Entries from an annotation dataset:
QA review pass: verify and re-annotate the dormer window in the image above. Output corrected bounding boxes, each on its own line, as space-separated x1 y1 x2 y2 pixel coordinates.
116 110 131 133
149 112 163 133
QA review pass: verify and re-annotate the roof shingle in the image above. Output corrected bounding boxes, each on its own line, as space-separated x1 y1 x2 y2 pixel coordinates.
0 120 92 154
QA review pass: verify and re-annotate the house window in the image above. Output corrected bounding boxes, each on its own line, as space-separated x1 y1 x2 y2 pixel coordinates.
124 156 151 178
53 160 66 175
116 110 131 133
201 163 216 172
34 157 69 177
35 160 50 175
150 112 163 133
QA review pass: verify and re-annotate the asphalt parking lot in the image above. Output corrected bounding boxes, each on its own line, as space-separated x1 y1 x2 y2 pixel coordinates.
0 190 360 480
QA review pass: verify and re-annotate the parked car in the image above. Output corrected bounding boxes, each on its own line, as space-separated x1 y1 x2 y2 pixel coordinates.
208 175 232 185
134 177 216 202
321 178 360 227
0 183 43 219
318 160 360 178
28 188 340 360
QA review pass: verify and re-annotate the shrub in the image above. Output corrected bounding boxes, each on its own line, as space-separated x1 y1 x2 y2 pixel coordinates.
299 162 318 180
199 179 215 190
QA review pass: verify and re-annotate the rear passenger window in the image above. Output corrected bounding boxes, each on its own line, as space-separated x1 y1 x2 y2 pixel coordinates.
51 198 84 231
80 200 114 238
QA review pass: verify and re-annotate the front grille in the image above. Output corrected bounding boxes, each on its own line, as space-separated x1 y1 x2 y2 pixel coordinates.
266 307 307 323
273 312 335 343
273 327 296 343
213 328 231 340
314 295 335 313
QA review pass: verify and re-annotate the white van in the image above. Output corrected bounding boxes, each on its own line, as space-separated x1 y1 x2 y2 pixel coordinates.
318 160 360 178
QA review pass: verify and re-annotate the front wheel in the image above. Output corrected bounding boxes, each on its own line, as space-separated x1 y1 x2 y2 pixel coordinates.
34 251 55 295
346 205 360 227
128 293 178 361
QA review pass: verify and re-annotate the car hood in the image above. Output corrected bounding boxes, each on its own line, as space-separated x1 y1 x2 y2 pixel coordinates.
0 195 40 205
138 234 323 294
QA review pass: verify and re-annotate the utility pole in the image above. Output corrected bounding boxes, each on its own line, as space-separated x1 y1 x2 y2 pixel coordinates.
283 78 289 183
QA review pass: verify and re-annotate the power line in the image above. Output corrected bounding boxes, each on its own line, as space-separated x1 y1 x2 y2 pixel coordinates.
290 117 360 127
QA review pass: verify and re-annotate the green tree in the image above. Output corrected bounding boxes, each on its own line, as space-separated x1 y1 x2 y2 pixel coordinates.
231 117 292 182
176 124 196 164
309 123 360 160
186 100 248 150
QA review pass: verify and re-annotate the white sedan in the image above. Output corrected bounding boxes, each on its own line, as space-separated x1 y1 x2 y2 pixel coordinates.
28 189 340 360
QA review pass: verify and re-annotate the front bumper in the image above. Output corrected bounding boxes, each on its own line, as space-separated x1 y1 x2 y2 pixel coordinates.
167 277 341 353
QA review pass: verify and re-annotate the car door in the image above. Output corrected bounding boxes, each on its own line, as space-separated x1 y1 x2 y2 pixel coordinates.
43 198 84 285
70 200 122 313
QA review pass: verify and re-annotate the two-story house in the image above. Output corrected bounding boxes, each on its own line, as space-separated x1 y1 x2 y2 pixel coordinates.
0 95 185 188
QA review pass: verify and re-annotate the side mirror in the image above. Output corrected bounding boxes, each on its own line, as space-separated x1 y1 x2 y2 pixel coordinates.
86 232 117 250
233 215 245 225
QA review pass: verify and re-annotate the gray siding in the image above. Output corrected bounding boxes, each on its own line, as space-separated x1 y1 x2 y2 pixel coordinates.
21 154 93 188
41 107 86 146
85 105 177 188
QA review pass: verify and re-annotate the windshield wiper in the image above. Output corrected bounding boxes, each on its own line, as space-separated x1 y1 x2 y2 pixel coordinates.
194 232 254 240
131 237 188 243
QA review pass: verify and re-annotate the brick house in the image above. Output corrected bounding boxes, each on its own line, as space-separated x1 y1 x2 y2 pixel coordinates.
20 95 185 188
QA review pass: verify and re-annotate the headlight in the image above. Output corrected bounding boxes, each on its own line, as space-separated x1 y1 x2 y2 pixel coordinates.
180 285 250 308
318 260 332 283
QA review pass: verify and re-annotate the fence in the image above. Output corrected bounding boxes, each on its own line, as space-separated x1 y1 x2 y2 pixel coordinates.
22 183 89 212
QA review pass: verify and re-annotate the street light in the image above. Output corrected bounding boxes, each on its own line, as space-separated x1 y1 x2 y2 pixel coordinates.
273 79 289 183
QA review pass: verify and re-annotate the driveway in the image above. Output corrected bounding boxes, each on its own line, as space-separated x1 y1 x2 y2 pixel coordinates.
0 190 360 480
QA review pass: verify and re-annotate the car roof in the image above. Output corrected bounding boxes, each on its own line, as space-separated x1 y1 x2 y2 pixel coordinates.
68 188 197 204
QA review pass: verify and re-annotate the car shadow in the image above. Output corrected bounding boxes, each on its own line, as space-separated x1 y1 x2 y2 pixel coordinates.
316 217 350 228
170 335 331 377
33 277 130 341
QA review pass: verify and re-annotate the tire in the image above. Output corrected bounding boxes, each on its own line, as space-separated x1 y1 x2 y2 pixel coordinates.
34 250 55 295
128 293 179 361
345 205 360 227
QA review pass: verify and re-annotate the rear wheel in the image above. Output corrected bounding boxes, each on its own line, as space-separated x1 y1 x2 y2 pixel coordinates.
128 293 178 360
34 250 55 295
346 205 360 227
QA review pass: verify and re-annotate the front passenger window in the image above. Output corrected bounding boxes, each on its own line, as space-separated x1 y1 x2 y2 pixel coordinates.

THE REQUEST:
Switch each "re-annotate" to "relabel" in the records between the lines holding "QA review pass: verify and re-annotate the side" and "20 95 185 188", inclusive, and write out only those lines again with everything else unchanged.

ANSWER TO THIS PROBLEM:
QA review pass: verify and relabel the side mirror in the image above. Output corrected bounding boxes, each on its own line, as space-separated x1 y1 x2 y2 pixel coordinates.
86 232 117 250
233 215 245 225
QA review pass: verify and relabel the gray siding in the image above. Output corrected bounding boxes, each on its own line, as space-separated x1 y1 x2 y2 pixel coordinates.
21 154 93 188
41 107 86 146
85 105 177 188
QA review pass: verify and relabel the windshield wiper in the image above. Output corrected bounding boxes, each on its own line, as space-separated x1 y1 x2 y2 pixel coordinates.
194 232 254 240
131 237 188 243
QA review pass: verify and relabel the brick house in the image above. Output corrected bounding boxes, each on its own line, as space-separated x1 y1 x2 y2 pixel coordinates.
20 95 185 188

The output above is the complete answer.